"The trend is for creditors to bring turnaround experts into a company during its early-to-mid decline, rather than in its final liquidity crisis."
Helping troubled companies survive the present economy has recently brought forth a new management specialty, the "turnaround expert."
The turnaround job is not for everyone. Negotiations with creditors must be handled while attempts are made to remedy the inefficiencies of the declining company. Morale of a shaken work force must be maintained.
The trend is for creditors to bring turnaround experts into a company during its early-to-mid decline, rather than in its final liquidity crisis.
There are two types of turnaround experts hired to salvage declining companies. One is the "slash-and-burn" kind who concentrates on short-term tactics and is indifferent to a corporation's long-term future. The other is the strategic thinker who is concerned with enhancing the value of current assets and preserving the firm's long-term viability.
Before deciding on whom to retain, the creditors' committee or bank workout department hiring the turnaround experts should consider the desired results--a quick liquidation of existing assets or a rebuilding process to preserve and enhance current values.
Different Strategies
When the slash-and-burn experts appear, they frequently concentrate on three short-term tactics: immediate head-chopping to reduce expenses; juggling short-term financial matters to boost cash flow; and negotiating with creditors and banks to prevent a liquidity crisis and perhaps a visit to bankruptcy court. The latter two tactics are necessary expediencies but the first, head-chopping, often tends to produce three general results.
First, indiscriminant dismissals often result in age discrimination and wrongful termination suits brought by fired managers and white collar workers. Unionized workers frequently engage in slowdowns or strikes at a time when the company can ill afford such actions.

Task to complete:
Please repeat, word for word, the part of the article on turnaround experts starting with "There are two" and going on through "firm's long-term viability.".

Information given:

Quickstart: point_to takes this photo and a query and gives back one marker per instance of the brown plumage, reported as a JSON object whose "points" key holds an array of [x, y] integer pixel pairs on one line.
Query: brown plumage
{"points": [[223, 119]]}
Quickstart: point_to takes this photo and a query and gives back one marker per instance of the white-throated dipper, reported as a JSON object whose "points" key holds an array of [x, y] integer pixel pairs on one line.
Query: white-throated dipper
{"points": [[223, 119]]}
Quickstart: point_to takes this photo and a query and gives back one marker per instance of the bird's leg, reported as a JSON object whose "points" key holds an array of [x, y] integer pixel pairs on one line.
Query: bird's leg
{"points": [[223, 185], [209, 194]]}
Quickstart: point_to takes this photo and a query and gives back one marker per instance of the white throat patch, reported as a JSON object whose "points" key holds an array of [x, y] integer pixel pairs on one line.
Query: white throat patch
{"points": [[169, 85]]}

Right answer:
There are two types of turnaround experts hired to salvage declining companies. One is the "slash-and-burn" kind who concentrates on short-term tactics and is indifferent to a corporation's long-term future. The other is the strategic thinker who is concerned with enhancing the value of current assets and preserving the firm's long-term viability.